### Brief
Only a number is expected: how many lines in these records mention the word "violin"?

Collection entries

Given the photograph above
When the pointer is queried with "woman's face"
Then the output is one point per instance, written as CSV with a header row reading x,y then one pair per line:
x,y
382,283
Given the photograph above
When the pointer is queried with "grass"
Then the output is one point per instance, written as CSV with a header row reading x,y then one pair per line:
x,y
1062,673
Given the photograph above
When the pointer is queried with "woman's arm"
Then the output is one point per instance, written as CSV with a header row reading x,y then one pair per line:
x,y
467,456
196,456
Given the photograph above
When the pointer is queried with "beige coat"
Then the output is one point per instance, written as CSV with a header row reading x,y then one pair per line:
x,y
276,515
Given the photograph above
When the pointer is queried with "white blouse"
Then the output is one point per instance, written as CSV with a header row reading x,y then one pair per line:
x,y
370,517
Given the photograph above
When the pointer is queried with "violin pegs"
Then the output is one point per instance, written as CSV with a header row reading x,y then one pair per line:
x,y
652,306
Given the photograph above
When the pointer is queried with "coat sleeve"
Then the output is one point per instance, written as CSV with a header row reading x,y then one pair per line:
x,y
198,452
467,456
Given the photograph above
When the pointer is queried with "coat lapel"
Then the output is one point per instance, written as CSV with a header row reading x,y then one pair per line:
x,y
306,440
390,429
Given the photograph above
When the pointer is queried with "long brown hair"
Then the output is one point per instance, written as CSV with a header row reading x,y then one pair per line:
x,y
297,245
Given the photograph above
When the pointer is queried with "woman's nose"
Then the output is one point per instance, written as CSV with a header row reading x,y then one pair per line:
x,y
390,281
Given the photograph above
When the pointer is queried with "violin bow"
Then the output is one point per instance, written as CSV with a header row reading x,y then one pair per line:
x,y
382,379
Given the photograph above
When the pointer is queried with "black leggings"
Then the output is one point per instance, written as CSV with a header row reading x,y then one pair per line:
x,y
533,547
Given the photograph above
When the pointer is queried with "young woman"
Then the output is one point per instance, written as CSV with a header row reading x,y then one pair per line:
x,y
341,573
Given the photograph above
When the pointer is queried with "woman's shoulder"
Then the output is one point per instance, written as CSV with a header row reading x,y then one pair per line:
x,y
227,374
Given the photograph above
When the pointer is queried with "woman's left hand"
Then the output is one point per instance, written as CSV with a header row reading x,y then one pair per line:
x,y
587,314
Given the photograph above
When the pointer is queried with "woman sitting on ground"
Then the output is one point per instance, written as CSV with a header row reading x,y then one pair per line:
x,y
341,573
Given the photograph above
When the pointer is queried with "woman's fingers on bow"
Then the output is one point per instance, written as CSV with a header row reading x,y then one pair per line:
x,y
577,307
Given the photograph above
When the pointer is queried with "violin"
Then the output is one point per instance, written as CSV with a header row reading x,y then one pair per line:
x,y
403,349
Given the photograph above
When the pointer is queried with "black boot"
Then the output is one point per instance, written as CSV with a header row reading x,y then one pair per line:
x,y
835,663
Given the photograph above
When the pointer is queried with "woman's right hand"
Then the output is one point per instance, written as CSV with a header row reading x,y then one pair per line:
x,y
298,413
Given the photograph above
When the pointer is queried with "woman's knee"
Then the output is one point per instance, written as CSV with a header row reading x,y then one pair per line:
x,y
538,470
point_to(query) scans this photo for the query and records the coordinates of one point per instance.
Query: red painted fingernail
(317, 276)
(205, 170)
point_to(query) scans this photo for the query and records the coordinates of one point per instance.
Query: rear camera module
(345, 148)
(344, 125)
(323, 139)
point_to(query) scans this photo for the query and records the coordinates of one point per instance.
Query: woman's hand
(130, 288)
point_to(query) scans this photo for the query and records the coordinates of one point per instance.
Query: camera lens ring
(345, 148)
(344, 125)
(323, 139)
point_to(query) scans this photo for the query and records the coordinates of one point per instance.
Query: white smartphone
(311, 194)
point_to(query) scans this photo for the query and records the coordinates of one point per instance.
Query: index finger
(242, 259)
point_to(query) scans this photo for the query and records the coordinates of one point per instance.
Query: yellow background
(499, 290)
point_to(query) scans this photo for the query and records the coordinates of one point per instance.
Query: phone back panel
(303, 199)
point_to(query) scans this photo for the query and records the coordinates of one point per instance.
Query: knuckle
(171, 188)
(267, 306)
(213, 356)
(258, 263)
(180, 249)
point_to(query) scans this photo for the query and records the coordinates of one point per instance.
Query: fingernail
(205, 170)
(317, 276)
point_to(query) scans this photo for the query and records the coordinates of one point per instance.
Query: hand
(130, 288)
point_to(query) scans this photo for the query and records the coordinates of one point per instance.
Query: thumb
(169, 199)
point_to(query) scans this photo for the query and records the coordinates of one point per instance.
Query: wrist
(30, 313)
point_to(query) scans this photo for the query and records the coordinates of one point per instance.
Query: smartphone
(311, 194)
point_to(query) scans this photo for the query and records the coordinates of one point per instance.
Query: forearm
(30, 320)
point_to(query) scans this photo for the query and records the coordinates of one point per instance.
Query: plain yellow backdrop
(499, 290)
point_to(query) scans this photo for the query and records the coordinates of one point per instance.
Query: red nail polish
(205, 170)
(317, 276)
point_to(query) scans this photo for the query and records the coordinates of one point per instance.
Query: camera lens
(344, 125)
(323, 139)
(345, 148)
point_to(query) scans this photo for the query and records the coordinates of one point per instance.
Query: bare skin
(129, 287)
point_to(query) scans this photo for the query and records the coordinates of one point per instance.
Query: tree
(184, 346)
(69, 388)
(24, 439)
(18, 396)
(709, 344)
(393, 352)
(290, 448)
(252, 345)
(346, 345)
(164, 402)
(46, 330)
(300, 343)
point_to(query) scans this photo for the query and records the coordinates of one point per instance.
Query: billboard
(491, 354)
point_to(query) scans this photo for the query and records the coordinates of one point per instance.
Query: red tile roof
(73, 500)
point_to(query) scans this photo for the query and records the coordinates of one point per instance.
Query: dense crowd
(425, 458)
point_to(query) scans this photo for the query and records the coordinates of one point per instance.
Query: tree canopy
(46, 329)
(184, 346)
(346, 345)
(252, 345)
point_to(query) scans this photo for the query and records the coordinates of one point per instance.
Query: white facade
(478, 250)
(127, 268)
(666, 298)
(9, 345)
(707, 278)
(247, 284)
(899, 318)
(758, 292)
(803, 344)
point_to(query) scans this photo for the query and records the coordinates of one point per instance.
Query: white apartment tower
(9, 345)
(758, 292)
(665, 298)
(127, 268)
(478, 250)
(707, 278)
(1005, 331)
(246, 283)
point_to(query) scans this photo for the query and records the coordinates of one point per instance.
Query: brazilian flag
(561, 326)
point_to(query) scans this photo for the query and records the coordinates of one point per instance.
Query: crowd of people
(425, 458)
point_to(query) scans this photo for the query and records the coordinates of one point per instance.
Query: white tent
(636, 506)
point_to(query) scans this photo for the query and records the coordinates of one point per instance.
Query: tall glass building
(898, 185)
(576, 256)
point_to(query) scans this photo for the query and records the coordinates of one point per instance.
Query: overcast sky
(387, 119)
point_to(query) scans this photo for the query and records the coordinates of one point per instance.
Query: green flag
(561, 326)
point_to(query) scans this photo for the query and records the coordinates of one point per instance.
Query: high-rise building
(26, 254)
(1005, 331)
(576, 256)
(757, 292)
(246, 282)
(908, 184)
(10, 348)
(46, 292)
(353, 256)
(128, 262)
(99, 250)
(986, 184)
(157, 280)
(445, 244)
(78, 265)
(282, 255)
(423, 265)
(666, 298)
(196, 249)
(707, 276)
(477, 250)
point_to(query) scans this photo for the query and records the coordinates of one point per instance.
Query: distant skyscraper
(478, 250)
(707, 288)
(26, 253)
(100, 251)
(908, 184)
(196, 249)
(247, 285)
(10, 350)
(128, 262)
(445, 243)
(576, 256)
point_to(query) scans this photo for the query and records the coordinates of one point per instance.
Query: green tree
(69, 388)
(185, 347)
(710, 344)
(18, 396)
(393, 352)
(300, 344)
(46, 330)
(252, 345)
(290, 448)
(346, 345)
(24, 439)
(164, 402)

### Written reply
3